Task description: Transcribe word for word the passage of the Puerto Rico article below that opens with the words containing "Yet change is" and closes with "years of recession.".

Document extract:
· · · · · · ·

IT LOOKED LIKE Independence Day in America: dozens of flags with stars and stripes, carried by people marching past banks and fast-food restaurants. But on closer inspection, those flags had an extra star. On March 2nd, celebrating the day 105 years ago when Puerto Ricans were granted American citizenship, Víctor Parés hoped to rally support for statehood. “It’s up to our generation to finish what started with the Jones[-Shafroth] Act in 1917,” said Mr Parés, a politician leading the procession in San Juan, the capital. Only a few passers-by seemed interested. The dark traffic lights dangling above them, a casualty of the island’s recurrent power cuts, were a reminder of more humdrum concerns.
Yet change is coming, even if it falls short of Mr Parés’s dreams. On March 15th a bankruptcy deal came into effect that reduced Puerto Rico’s debt by almost 80%. The resulting new fiscal plan, coupled with an influx of federal dollars, marks the effective end of the island’s debt crisis. Now Puerto Rico has a chance to fix its economy, after years of recession.

· · · · · · ·

Dataset content:
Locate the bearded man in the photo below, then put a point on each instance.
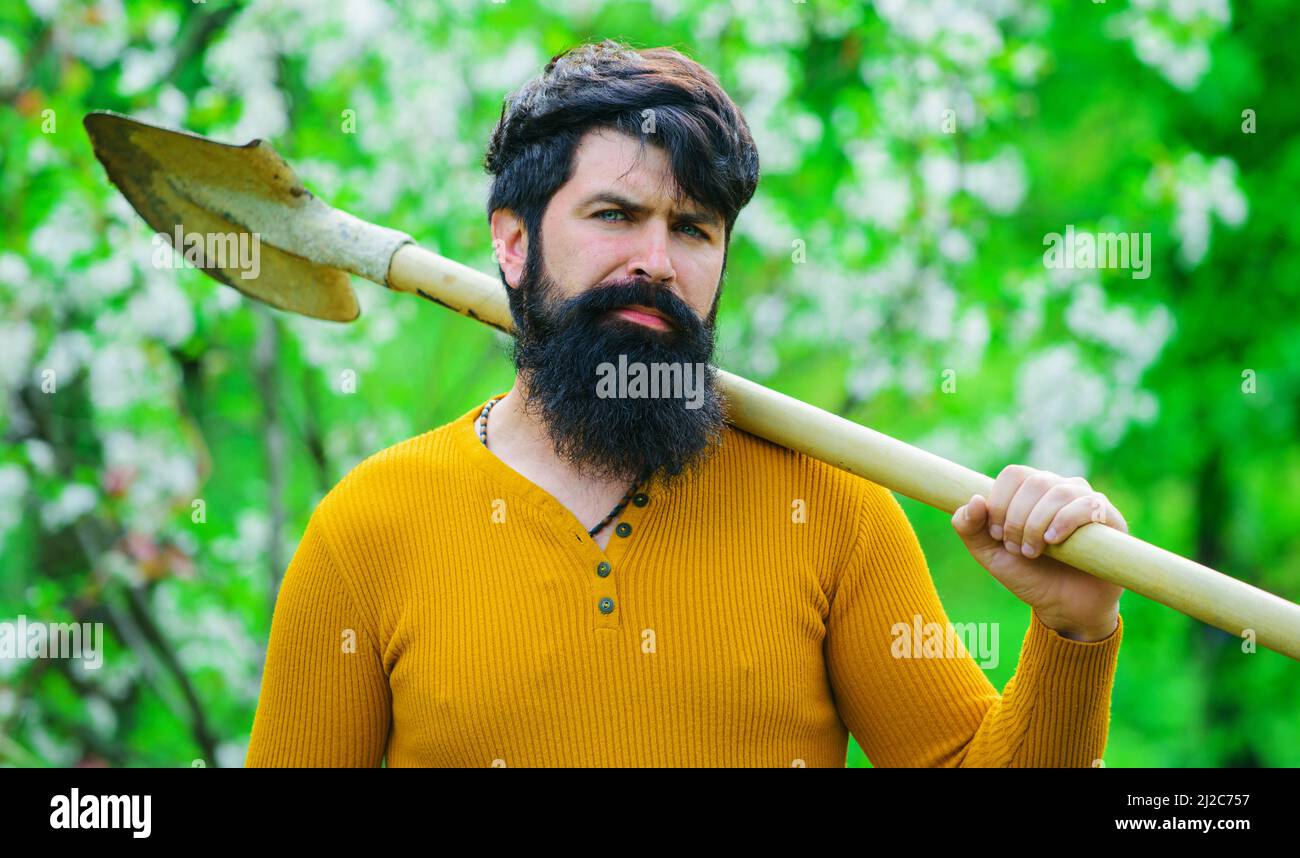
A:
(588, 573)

· · · · · · ·

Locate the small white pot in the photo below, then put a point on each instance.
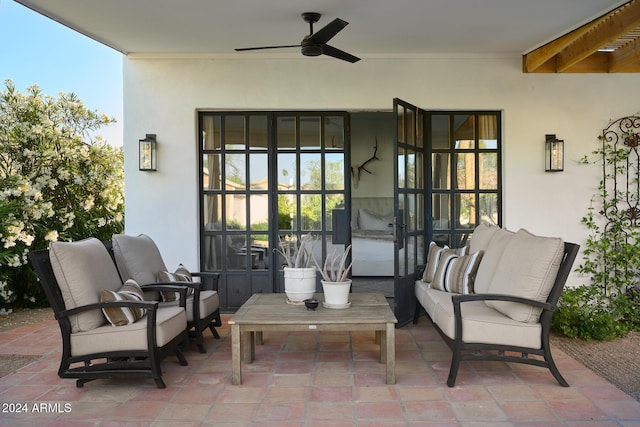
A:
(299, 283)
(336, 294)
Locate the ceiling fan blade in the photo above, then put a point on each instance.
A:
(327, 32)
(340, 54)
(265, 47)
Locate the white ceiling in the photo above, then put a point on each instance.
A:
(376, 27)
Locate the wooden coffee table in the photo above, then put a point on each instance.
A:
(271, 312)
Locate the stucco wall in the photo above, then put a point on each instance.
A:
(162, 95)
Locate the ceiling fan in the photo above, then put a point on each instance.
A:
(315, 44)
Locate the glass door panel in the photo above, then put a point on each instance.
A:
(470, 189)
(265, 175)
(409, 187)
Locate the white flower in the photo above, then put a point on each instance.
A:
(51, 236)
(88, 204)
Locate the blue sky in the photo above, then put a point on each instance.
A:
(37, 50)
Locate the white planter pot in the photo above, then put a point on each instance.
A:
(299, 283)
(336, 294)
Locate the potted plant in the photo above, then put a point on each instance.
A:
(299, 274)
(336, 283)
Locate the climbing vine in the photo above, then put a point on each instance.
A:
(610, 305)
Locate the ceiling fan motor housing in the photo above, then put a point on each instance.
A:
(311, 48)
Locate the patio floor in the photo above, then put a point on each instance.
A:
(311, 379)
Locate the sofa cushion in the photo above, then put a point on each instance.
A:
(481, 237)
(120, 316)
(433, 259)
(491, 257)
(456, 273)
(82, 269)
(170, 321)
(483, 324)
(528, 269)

· · · · · · ·

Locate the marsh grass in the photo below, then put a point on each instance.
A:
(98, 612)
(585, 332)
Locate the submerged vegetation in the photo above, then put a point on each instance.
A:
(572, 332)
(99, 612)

· · · · · · ·

Output for this task:
Yet change is coming, even if it falls short of Mr Parés’s dreams. On March 15th a bankruptcy deal came into effect that reduced Puerto Rico’s debt by almost 80%. The resulting new fiscal plan, coupled with an influx of federal dollars, marks the effective end of the island’s debt crisis. Now Puerto Rico has a chance to fix its economy, after years of recession.